SUPPLIED RECORDS:

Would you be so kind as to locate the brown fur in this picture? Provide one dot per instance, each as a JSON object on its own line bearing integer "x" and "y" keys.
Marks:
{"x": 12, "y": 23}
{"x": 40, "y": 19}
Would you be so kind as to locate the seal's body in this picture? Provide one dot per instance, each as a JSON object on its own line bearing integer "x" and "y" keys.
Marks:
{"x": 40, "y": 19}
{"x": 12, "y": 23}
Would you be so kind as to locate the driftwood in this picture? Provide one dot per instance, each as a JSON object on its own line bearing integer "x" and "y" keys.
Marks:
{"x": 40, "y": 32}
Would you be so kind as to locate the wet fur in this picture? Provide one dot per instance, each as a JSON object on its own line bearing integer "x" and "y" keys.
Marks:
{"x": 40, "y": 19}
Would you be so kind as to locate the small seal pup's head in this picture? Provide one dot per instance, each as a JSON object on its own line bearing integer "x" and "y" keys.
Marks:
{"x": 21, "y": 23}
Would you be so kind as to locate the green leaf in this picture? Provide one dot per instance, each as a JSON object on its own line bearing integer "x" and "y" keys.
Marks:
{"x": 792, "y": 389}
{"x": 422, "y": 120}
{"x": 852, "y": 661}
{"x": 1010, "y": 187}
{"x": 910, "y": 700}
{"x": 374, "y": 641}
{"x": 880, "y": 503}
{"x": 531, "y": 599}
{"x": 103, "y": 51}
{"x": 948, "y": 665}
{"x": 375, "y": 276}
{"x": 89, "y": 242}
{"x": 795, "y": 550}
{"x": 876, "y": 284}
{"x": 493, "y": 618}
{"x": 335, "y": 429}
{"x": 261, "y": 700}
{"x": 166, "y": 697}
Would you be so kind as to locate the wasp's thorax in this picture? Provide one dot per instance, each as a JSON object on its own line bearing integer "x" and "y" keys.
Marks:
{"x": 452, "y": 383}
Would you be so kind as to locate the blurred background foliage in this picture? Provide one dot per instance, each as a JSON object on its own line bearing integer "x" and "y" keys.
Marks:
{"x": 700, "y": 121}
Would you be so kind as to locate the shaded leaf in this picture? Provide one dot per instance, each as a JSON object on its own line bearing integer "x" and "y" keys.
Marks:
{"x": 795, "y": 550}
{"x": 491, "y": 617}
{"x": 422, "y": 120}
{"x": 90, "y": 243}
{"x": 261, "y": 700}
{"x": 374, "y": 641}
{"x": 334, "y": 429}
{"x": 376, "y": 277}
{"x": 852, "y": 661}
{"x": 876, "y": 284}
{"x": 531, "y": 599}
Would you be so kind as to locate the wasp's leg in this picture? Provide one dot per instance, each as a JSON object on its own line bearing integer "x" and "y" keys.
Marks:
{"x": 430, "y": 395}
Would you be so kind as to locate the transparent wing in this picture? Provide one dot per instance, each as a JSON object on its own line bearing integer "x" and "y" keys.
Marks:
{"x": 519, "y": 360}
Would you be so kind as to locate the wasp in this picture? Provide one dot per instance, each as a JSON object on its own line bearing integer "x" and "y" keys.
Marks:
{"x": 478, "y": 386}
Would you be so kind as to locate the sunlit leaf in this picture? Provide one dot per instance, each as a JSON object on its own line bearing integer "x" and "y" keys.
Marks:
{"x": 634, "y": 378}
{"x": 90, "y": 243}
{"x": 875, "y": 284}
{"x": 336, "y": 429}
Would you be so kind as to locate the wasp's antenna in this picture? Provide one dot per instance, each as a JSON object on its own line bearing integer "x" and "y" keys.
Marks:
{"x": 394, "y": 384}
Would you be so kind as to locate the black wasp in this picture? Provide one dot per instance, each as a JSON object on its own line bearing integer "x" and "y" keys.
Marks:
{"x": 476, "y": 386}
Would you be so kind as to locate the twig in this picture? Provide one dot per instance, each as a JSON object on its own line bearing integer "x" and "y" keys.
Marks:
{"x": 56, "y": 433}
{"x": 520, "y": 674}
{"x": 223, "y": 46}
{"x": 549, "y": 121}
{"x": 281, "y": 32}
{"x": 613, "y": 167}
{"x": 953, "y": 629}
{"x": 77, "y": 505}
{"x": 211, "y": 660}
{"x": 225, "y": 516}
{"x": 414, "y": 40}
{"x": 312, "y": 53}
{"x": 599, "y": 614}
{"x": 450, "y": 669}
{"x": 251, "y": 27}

TASK DIRECTIONS:
Set down again, word for word, the stretch of records from the line with "Would you be so kind as to locate the seal's" to the line with "Would you be so kind as to locate the green", both of those lines included.

RESPONSE AREA:
Would you be so kind as to locate the seal's body in this picture? Provide one dot per instance, each as a JSON object on its own line bearing integer "x" and "y" keys.
Marks:
{"x": 40, "y": 19}
{"x": 12, "y": 23}
Would you be so kind as to locate the driftwood in this picture? Provide one dot per instance, each as a JSON object on its own line bearing integer "x" and "y" keys.
Marks:
{"x": 40, "y": 32}
Would you be so kind as to locate the wet fur in this picture? Provide one dot per instance, each as a JSON object on its own line bearing integer "x" and "y" keys.
Marks:
{"x": 40, "y": 19}
Would you be so kind as to locate the small seal pup's head in this picture? Provide one dot per instance, each as a JSON object on its own line bearing integer "x" and "y" keys.
Marks:
{"x": 21, "y": 23}
Would you be so kind as to locate the green leaf in this picture? Provide one dot per instance, each as a JSON object on its own line bearing integer "x" and "y" keys.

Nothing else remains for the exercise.